# AIM OF THE EXERCISE:
Write out exactly the lines running from the one that contains "Indicate the chain-link" through the end of the material.

-- STUDY MATERIAL follows --

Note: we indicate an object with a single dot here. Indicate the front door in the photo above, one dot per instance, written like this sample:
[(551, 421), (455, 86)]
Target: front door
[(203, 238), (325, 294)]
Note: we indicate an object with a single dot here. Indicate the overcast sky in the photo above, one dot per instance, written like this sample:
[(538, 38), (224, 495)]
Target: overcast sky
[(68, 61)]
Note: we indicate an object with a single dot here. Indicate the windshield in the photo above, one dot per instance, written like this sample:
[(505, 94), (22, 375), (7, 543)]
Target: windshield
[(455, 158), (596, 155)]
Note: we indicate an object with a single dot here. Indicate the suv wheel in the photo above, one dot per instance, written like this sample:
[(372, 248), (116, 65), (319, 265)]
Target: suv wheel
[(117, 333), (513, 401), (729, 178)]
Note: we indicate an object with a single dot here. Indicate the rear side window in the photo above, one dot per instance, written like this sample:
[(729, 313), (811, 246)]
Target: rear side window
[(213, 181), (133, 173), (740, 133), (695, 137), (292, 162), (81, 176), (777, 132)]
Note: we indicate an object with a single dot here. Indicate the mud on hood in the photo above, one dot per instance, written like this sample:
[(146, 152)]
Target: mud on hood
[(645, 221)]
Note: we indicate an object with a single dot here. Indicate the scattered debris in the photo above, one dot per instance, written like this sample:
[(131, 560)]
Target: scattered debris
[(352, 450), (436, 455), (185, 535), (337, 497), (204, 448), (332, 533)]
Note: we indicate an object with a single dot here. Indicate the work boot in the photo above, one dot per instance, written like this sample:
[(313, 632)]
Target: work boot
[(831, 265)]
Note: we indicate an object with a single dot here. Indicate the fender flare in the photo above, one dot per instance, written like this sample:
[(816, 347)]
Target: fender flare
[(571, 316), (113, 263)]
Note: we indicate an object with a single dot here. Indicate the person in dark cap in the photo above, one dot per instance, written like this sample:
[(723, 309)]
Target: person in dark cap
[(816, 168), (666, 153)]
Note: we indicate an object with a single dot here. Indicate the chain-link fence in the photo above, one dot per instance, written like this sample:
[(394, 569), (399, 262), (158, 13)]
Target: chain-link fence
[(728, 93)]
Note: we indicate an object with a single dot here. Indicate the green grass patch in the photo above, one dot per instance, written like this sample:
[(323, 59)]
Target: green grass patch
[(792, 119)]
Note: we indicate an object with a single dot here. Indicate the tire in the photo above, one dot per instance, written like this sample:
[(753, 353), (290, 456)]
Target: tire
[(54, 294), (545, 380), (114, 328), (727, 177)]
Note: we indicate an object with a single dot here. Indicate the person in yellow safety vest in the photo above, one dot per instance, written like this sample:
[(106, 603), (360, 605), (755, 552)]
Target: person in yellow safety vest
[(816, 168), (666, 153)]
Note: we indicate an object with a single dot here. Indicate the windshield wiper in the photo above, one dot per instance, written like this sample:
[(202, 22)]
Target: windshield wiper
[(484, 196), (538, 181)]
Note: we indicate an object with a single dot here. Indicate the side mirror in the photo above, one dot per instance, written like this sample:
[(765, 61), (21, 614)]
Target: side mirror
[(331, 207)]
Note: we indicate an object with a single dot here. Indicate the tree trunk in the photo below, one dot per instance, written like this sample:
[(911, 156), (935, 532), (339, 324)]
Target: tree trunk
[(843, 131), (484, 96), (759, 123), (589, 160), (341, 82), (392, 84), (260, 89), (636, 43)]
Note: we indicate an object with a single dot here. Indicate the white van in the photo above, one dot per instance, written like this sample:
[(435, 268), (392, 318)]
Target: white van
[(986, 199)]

-- STUDY MATERIAL concluded --

# WRITTEN REPLY:
Note: we indicate an object with a single dot here. Indicate the chain-link fence in the photo above, one dot per instance, written like this sample:
[(394, 569), (399, 262), (158, 13)]
Target: chain-link fence
[(728, 93)]
Note: we indicate an object with a single dot here. Indicate the green grass patch in the photo above, one dot per instance, written like this sample:
[(323, 59)]
Target: green grass patch
[(792, 119)]
Note: we indicate an object with a single dot here. Indicate the tire in the photo above, one dot per instance, written like this sample:
[(753, 353), (290, 456)]
Target: tire
[(54, 294), (545, 380), (114, 328), (727, 177)]
Note: we indicate an object with a single dot here. Indicate the person in yellow safety vest in the photo above, one dot per instance, written like this sample:
[(106, 603), (360, 605), (755, 552)]
Target: person in yellow safety vest
[(816, 168), (666, 153)]
Note: we indicate an object with a single dot here. Indicate the windshield wiper in the photo above, one dot per instance, written like this sample:
[(202, 22)]
Target: windshield wiper
[(484, 196), (538, 181)]
Note: we indicate an object with a single dot here. Indicate the side mirror in the photo above, one dot per instance, written like this sample:
[(765, 61), (21, 614)]
Target: side mirror
[(331, 207)]
Note: we indicate an object with a single dot here. Indicate the tree trunk in the photo below, one dot per instance, written like this sample:
[(911, 156), (935, 532), (339, 324)]
Target: tree trunk
[(843, 131), (484, 96), (759, 123), (589, 160), (341, 82), (392, 84), (260, 89), (636, 43)]
Note: we indicate an object with a single dot here. Indicate the white van in the photo above, one dot per instance, written like this sample:
[(435, 268), (392, 318)]
Target: white van
[(986, 199)]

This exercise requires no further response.